WHAT NEEDS TO BE DONE - An exact transcription is needed, starting with the line that contains "Practice step: locate the glossy" and ending with the last line of the records.

** Opening SUPPLIED INFORMATION block **

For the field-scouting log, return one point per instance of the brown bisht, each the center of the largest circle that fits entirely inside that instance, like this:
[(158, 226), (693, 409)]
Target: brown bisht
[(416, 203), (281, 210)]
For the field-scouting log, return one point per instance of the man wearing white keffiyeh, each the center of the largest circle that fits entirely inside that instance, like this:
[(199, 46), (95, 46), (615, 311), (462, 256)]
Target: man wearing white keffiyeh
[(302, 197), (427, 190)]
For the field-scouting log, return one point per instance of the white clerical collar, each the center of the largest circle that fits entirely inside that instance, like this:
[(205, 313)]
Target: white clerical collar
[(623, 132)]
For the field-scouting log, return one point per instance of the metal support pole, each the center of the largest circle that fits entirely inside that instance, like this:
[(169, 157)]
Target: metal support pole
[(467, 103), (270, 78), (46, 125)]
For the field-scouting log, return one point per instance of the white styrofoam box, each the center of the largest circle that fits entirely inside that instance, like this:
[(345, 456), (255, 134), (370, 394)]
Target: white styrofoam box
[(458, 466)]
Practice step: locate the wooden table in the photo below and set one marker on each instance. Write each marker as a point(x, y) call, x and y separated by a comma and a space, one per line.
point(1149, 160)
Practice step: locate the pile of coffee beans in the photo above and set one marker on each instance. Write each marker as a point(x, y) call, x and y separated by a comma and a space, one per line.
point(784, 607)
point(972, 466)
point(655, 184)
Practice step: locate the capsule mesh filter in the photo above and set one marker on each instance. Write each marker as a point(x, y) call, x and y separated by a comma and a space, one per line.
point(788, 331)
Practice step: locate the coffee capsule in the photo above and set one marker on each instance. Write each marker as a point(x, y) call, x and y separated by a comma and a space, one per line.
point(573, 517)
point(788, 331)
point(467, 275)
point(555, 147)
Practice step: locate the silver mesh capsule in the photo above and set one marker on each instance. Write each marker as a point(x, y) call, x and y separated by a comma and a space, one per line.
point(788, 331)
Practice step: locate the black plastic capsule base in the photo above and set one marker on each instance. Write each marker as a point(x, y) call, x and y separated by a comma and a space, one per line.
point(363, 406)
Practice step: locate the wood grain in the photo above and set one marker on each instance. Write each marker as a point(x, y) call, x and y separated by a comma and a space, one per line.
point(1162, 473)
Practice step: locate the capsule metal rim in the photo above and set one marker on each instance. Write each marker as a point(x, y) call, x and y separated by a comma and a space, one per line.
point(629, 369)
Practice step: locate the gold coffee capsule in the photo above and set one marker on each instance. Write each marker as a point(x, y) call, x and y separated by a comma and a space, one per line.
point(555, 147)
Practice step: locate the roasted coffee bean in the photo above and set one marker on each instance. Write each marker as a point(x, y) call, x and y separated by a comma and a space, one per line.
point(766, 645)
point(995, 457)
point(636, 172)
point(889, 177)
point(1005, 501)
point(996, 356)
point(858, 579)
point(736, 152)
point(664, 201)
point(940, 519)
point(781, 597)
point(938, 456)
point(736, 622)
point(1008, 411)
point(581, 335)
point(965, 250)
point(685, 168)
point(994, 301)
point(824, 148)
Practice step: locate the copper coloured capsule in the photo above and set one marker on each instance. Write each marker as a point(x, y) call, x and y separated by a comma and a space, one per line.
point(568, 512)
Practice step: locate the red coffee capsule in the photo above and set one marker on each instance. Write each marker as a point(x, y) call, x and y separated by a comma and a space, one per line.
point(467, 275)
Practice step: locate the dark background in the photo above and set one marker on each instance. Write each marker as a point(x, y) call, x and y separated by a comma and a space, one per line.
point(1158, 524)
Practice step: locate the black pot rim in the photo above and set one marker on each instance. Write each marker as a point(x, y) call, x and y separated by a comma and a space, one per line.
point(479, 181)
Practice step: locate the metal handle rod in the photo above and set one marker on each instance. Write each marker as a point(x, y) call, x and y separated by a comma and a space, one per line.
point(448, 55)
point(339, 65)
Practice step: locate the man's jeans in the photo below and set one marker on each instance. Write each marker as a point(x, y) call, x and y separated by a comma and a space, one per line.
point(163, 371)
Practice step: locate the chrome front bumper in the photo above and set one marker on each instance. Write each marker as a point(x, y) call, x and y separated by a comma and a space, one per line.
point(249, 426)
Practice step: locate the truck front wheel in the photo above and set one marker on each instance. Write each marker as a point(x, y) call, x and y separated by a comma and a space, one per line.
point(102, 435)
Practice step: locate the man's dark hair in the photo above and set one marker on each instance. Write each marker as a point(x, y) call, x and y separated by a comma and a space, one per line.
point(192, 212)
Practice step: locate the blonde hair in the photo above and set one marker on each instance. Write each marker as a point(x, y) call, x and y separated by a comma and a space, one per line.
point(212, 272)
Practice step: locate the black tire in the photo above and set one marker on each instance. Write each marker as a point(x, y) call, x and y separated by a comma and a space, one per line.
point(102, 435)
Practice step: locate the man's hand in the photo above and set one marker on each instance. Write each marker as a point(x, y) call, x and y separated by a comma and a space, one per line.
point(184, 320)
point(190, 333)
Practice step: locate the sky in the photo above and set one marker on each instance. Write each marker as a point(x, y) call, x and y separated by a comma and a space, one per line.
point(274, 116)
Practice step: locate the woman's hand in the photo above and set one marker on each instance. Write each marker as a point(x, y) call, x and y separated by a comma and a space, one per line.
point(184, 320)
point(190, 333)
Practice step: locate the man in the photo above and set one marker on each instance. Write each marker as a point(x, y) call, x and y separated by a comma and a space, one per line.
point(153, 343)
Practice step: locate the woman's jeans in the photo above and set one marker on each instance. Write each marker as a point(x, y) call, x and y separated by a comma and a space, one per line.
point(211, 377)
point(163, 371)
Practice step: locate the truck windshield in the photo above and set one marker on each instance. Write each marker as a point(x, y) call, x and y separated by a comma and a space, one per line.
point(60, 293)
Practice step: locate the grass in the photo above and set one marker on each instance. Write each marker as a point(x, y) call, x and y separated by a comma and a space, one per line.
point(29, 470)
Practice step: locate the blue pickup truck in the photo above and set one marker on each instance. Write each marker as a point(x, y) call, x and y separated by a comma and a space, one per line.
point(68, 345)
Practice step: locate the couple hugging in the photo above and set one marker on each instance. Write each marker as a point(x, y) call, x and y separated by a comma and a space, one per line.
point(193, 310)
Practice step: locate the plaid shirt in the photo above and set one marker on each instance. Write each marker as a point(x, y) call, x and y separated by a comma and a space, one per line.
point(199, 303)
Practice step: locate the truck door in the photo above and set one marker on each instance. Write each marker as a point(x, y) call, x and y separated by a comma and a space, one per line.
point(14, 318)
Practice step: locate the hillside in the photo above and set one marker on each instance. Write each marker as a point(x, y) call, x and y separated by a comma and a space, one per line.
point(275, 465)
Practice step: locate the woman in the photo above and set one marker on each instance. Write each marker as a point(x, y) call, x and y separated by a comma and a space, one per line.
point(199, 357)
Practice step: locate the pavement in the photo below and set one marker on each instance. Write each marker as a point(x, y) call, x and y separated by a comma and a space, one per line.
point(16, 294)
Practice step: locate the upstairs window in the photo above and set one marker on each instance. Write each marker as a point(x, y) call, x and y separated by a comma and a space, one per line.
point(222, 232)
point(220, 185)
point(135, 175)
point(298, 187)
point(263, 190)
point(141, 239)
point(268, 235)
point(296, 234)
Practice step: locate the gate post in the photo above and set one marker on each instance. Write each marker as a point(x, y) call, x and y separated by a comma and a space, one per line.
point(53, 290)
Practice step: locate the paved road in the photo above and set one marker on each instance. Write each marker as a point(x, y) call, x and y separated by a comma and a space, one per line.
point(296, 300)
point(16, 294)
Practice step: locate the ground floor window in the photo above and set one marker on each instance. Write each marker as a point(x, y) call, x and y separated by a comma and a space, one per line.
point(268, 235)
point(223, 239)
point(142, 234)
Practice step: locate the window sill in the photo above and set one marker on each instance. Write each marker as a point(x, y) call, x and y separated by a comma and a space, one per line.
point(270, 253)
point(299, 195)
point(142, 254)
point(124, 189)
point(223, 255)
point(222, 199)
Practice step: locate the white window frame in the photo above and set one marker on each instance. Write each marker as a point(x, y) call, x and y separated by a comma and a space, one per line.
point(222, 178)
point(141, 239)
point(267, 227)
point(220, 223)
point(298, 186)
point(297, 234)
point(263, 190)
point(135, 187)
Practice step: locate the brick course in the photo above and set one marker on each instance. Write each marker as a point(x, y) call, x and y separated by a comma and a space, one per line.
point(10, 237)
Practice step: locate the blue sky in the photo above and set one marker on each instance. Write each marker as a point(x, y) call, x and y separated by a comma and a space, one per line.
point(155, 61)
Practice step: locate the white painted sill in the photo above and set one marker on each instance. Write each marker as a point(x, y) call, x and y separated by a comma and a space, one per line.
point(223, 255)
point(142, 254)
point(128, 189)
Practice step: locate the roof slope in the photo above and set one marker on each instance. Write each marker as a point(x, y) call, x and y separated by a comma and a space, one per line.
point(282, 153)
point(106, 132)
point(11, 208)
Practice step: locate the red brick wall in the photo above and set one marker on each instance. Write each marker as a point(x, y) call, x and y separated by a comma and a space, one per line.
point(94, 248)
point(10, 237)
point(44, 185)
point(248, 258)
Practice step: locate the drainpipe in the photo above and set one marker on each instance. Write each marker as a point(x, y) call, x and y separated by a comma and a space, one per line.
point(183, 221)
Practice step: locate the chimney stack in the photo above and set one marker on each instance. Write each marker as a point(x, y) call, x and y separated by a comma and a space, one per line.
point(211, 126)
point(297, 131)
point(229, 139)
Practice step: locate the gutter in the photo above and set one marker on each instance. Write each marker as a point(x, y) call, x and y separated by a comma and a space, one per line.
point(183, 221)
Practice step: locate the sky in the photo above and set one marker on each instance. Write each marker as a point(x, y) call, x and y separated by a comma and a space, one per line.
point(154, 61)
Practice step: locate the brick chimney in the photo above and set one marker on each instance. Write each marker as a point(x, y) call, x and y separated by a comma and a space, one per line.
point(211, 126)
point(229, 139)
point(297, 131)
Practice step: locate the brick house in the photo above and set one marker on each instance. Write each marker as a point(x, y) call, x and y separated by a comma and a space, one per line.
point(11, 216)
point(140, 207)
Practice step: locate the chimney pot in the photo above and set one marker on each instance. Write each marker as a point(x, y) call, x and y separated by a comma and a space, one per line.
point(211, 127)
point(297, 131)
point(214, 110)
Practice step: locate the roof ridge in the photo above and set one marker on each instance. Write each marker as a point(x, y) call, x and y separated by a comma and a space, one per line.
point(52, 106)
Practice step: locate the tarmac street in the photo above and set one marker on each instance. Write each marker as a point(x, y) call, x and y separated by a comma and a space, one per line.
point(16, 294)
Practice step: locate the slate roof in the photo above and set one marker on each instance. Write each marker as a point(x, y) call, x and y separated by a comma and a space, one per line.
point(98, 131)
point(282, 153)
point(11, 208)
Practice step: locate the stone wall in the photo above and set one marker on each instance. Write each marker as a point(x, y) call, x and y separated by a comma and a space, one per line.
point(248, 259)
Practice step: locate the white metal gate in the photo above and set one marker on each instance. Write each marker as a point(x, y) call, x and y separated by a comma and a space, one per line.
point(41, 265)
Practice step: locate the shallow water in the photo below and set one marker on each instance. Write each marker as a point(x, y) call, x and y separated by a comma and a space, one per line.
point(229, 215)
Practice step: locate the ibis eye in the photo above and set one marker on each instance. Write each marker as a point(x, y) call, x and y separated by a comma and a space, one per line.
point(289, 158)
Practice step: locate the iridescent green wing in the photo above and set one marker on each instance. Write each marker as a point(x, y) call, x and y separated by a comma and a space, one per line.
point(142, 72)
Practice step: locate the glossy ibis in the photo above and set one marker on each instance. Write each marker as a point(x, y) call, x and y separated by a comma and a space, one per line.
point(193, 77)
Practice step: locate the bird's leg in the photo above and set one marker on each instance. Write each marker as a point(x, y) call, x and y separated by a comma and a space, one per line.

** Closing SUPPLIED INFORMATION block **

TASK OUTPUT -
Practice step: locate the glossy ibis in the photo above and set one marker on each instance. Write each marker as a point(x, y) call, x and y separated by a comma and a space, one per line.
point(193, 77)
Practice step: locate the bird's leg in the photo above and set one marker on each instance. Write each marker as a point(x, y) call, x and y separated by a comma and a space, one per line.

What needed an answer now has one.